Line by line, transcribe the data shown below.

[Natural language region descriptions]
○ ○ ○

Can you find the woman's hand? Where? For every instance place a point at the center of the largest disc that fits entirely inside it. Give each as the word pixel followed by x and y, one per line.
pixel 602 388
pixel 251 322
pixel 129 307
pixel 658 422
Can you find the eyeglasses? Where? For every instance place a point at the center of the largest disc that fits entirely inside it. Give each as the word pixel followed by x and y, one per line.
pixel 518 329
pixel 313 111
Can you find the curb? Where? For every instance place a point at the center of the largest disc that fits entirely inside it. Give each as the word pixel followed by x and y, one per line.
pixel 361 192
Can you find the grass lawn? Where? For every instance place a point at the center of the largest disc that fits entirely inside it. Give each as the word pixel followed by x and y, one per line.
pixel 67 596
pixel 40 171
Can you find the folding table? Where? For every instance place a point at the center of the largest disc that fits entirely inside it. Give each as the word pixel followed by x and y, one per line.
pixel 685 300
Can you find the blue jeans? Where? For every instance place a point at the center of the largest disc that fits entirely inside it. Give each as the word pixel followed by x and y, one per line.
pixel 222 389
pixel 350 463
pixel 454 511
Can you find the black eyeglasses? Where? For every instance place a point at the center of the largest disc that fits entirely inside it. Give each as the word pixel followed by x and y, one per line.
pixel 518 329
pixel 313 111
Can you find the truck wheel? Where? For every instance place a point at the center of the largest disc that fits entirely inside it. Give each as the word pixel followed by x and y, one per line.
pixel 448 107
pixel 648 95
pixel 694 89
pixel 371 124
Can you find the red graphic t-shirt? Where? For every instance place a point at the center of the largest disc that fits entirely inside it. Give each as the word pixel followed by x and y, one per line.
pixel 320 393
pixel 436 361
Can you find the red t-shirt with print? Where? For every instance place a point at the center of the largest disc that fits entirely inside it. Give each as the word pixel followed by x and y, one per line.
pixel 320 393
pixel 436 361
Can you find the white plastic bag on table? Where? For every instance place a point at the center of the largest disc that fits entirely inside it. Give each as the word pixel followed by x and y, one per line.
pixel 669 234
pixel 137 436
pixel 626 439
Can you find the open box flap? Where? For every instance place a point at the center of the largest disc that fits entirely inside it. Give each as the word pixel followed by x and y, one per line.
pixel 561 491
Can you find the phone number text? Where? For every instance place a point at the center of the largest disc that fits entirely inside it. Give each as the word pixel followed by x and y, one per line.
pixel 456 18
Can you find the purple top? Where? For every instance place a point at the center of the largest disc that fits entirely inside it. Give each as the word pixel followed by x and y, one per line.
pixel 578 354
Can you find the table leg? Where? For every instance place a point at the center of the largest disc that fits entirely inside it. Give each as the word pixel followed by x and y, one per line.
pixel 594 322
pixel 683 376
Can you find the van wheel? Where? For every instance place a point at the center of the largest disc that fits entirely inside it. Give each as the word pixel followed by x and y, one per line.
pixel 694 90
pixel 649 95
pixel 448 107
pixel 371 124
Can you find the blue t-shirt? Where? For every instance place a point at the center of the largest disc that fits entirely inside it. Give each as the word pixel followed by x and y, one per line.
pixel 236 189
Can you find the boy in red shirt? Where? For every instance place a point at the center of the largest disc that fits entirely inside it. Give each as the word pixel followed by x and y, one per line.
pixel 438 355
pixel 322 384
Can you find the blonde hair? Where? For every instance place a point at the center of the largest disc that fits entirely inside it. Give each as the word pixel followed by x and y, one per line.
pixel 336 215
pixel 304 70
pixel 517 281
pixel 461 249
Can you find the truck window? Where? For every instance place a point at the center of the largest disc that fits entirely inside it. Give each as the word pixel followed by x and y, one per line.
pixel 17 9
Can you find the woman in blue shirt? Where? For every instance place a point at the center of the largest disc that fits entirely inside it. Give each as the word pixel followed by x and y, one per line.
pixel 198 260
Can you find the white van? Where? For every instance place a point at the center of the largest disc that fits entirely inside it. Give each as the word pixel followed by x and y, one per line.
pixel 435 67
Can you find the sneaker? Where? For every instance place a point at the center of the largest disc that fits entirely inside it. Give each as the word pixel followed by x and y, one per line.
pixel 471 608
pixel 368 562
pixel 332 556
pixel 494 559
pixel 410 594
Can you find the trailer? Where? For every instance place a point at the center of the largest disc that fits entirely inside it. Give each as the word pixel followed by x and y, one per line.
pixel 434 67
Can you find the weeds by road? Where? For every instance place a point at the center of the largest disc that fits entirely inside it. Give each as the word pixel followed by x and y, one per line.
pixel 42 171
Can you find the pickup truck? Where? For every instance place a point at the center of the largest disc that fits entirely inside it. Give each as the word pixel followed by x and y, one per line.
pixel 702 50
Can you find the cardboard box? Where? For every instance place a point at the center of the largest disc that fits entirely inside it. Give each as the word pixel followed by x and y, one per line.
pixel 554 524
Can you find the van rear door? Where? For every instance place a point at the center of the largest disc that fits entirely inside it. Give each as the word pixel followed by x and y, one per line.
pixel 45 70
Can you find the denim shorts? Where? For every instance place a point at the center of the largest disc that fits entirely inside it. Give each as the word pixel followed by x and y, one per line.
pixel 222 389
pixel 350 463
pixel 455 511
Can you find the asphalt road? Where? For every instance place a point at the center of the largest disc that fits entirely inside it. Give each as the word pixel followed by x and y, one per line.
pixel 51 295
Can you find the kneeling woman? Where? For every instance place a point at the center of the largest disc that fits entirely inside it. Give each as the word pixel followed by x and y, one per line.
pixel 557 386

○ ○ ○

Response area:
Can you find the woman's hand? Where? For every instance place a point at the center of the largest disc that fits entirely inside it. Give each as the word pixel followed by x and y, one per line.
pixel 602 388
pixel 251 322
pixel 129 307
pixel 658 422
Can you find the eyeglasses? Where? For every instance place a point at the center of the largest disc that fits entirely inside it. Give each as the word pixel followed by x and y, one per line.
pixel 518 329
pixel 313 111
Can you find the curb? Where? For every instance place a point at the center of the largest disc that fits entirely inside it. Give each as the word pixel followed by x and y, one per line.
pixel 361 192
Can you find the grass lawn? Where? For every instance place a point at the center of the largest disc that fits entirely inside it. Give each as the word pixel followed by x and y, one per line.
pixel 67 596
pixel 40 171
Can you find the folding table? Where? For every instance place a point at the center of the largest disc that fits entirely inside it. Give each as the word pixel followed by x and y, one per line.
pixel 685 300
Can you find the blue jeans? Where? For every instance place a point at the center of the largest disc that fits entirely inside it. Give each as the word pixel followed by x and y, one per line.
pixel 222 389
pixel 350 463
pixel 454 511
Can you find the black eyeglasses? Where? For every instance place a point at the center of the largest disc that fits entirely inside it. Give each as the word pixel followed by x and y, one per line.
pixel 518 329
pixel 313 111
Can you find the truck wheel? Where? For every instance place a point at the center of the largest disc that fits entirely inside it. Give each as the word pixel followed by x and y, one per line.
pixel 448 107
pixel 648 95
pixel 694 89
pixel 371 124
Can you find the red graphic t-shirt? Where? For every instance place a point at the center of the largest disc that fits entirely inside it. Give each as the word pixel followed by x and y, one per line.
pixel 320 393
pixel 436 361
Can you find the red t-shirt with print? Where? For every instance place a point at the center of the largest disc that fits entirely inside it. Give each as the word pixel followed by x and y, one per line.
pixel 320 393
pixel 436 361
Can you find the white plastic bag on table? Where? For every instance place a point at the center of the largest disc that fits entirely inside it. Give each as the word pixel followed by x and y, one per line.
pixel 669 234
pixel 137 436
pixel 626 439
Can you find the open box flap? Where? For every instance place a point at the center of the largest disc that fits entirely inside it. Give each as the word pixel followed by x and y, one per line.
pixel 561 491
Can you find the phone number text? Where? For every instance place a point at the center of the largest disc that fits entirely inside it. Give each as the word pixel followed by x and y, one per line.
pixel 456 18
Can you find the purple top? Where? For every instance place a point at the center of the largest disc that fits entirely inside it. Give each as the word pixel followed by x and y, one per line.
pixel 578 354
Can you find the table leg? Where? For every instance place a point at the center of the largest disc that fits entirely inside it. Give each as the word pixel followed by x and y, one per line.
pixel 594 322
pixel 683 376
Can you find the van wheel? Where? For every instance place a point at the center of the largest disc that fits entirely inside it. Give each as the word pixel followed by x and y, one per line.
pixel 694 90
pixel 649 95
pixel 448 107
pixel 371 124
Can you find the blue t-shirt? Where? For every instance place a point at the center of the largest disc that fits entirely inside it. Give each as the word pixel followed by x and y, one per line.
pixel 236 189
Can you find the boy in red shirt? Where? For every instance place a point at the center of the largest disc that fits entirely inside it. Give each as the word pixel followed by x and y, one per line.
pixel 438 355
pixel 322 384
Can you find the blonde hair? Where? For every instance place a point at the center of the largest disc that fits entirely inside it. Give each as the word pixel followed by x and y, one per line.
pixel 336 215
pixel 304 70
pixel 517 281
pixel 461 249
Can you find the truck window? Where? For every instance place a point at the center of the largest disc that fits entirely inside it. Give each as the word pixel followed by x and y, one per line.
pixel 17 9
Can you find the woman in blue shirt? Where? For every instance place a point at the center of the largest disc that fits entirely inside it. Give each as the word pixel followed by x and y, one per line.
pixel 198 260
Can you find the white van? Where? For every instance place a point at the center of the largest disc that fits entirely inside it. Give each as the word pixel followed by x and y, one per line.
pixel 435 67
Can you find the sneaker? Where? For every instance place a point at the center of the largest disc that fits entirely inside it. Give each as the word pixel followed by x and y, one per line.
pixel 471 608
pixel 368 562
pixel 332 556
pixel 494 559
pixel 410 594
Can you find the trailer? Where? For every instance place a point at the center of the largest disc that fits entirely inside it. Give each as the word pixel followed by x and y, one per line.
pixel 434 67
Can you find the weeds by road? Where? For every instance place a point at the center of the largest disc that fits entirely inside it. Give each as the word pixel followed by x and y, one per line.
pixel 42 171
Can you find the pickup truck? Where? For every instance place a point at the center of the largest disc that fits entirely inside it. Give each as the word pixel followed by x and y, one per line.
pixel 702 50
Can you find the cardboard box? Where? For every instance place a point at the center of the largest disc that fits entirely inside it. Give each as the word pixel followed by x and y, one per line.
pixel 554 524
Can you find the van rear door? Where? For every instance place a point at the center of the largest disc that fits entirely inside it. Give each as the word pixel followed by x and y, one per line.
pixel 45 70
Can you find the denim shorts? Where? For every instance place a point at the center of the largest disc that fits entirely inside it. Give each as the word pixel followed by x and y, one per line.
pixel 222 389
pixel 350 463
pixel 455 511
Can you find the asphalt road? Where? For every instance place a point at the center of the largest disc that fits entirely inside it. Give each as the word pixel followed by x and y, one per line.
pixel 51 295
Can you find the kneeling woman? Where? For every instance place a point at the center of the largest disc that fits entirely inside it. Give each as the word pixel followed by x and y, one per line.
pixel 557 386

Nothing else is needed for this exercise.